--- Excerpt provided ---
'Highly likely' Wakefield will get coronavirus cases but 'proportionate' response to disease needed
Wakefield's director of public health has urged people to take "common sense" precautions to help stop the spread of coronavirus.
Anna Hartley said it was "highly, highly likely" the district would see a case of the illness soon, as the number of confirmed UK cases rose to 85 on Wednesday.
People living in Leeds and Bradford are among those who've been isolated since the outbreak started.
But local residents are advised it's "business as usual" for the timebeing and to take the same steps they would to guard against any other type of flu.
The public is being told that many sufferers will not experience symptoms different to other strains of the virus and to ensure they're taking information from reliable sources, such as the NHS website.
Ms Hartley said representatives from Wakefield Council, the local NHS and emergency services were meeting on a regular basis to co-ordinate their response to the situation and that the area was well prepared.
She said: "It's important to note that we are still in the containment phase so we need to have a sensible, proportionate and common sense response.
"For most people who get it, it will be a mild, self-limiting virus.
"You can manage yourself at home, take lots of fluids and paracetemol.
"It’s highly, highly likely we’ll get some cases (in Wakefield). Once testing becomes more widespread we’ll see more cases I expect.
"We are dealing with the unknown in that it’s a novel virus, but I’d be very surprised if we didn’t see a case in Wakefield at some point."
Parents are advised to ensure they and their children are up to date with their vaccinations.
Although there is no vaccine for coronavirus at the moment, being immunised against other conditions will help reduce pressure on the NHS.
Washing your hands for 20 seconds at a time is also being encouraged by Public Health England, as is checking on the latest travel advice from the Foreign Office before flying abroad.
Ms Hartley predicted coronavirus would follow the path set by swine flu, which first entered the public consciousness in 2009 after an outbreak.
She said: "(Back then) it was everywhere, very similar to this.
"In reality, they created a vaccination and now it’s part of our preventable diseases. Nobody thinks about it and we’re all vaccinated against it."
Asked if there was any prospect of any events in Wakefield being cancelled or public places being closed because of coronavirus, the council says it would take advice from either the World Health Organisation (WHO) or Public Health England before taking any action.
Ms Hartley said: "There's lots of negatives to do with cancelling events. People can feel quite lonely.
"Business as usual is quite important for people’s wellbeing and mental health and we need to be led by the national guidance on that.
"One of the really important things we’re adhering to is following the national guidance. If we can all do that, the process will be far better managed."
- Make sure you and your children are up to date with vaccines. Although there's no vaccine for coronavirus, ensuring you're immunised from other illnesses will help take pressure off the NHS
- Self-care if you can
- Wash your hands for 20 seconds
- Following Foreign Office advice if you're travelling abroad
- If you think you have coronavirus, call 111 for advice - don't present at a hospital or GP surgery.

--- Exercises ---
A – Name each step of advice given in the bulleted list that closes the coronavirus article.
B – For each statement, answer yes or no according to the coronavirus article, and quote the words that decide it: (i) Confirmed UK cases had reached 85 on Wednesday. (ii) Public Health England encourages washing hands for 30 seconds at a time. (iii) Swine flu first entered the public consciousness in 2011.
C – Write out the part of the coronavirus article starting with "People living in" and going on through "mild, self-limiting virus.".
These rows have nothing to do with the coronavirus article.

--- Provided material ---
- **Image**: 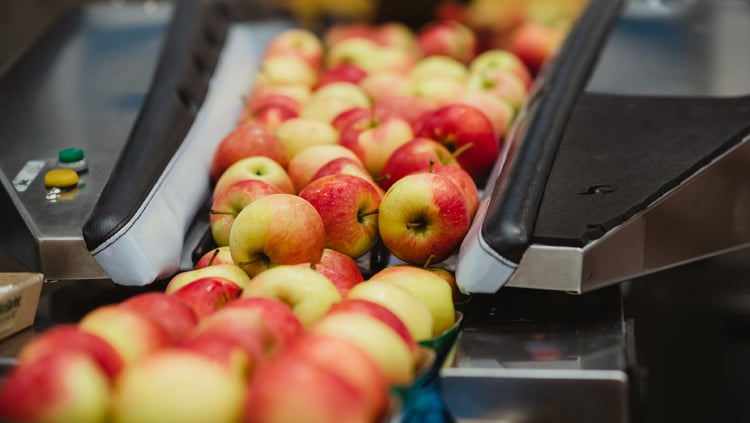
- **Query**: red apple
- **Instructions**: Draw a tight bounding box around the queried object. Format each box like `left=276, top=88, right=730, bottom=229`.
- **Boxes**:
left=209, top=179, right=283, bottom=245
left=121, top=291, right=198, bottom=342
left=229, top=194, right=326, bottom=276
left=210, top=122, right=288, bottom=181
left=17, top=323, right=124, bottom=380
left=194, top=245, right=234, bottom=269
left=299, top=174, right=381, bottom=258
left=417, top=104, right=499, bottom=181
left=171, top=276, right=241, bottom=320
left=378, top=173, right=470, bottom=265
left=378, top=138, right=459, bottom=190
left=0, top=350, right=110, bottom=423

--- Expected outputs ---
A –
- Make sure you and your children are up to date with vaccines
- Self-care if you can
- Wash your hands for 20 seconds
- Follow Foreign Office advice if you're travelling abroad
- If you think you have coronavirus, call 111 for advice instead of going to a hospital or GP surgery

B –
(i) Yes: "the number of confirmed UK cases rose to 85 on Wednesday"
(ii) No: "Washing your hands for 20 seconds at a time is also being encouraged by Public Health England"
(iii) No: "first entered the public consciousness in 2009 after an outbreak"

C –
People living in Leeds and Bradford are among those who've been isolated since the outbreak started.
But local residents are advised it's "business as usual" for the timebeing and to take the same steps they would to guard against any other type of flu.
The public is being told that many sufferers will not experience symptoms different to other strains of the virus and to ensure they're taking information from reliable sources, such as the NHS website.
Ms Hartley said representatives from Wakefield Council, the local NHS and emergency services were meeting on a regular basis to co-ordinate their response to the situation and that the area was well prepared.
She said: "It's important to note that we are still in the containment phase so we need to have a sensible, proportionate and common sense response.
"For most people who get it, it will be a mild, self-limiting virus.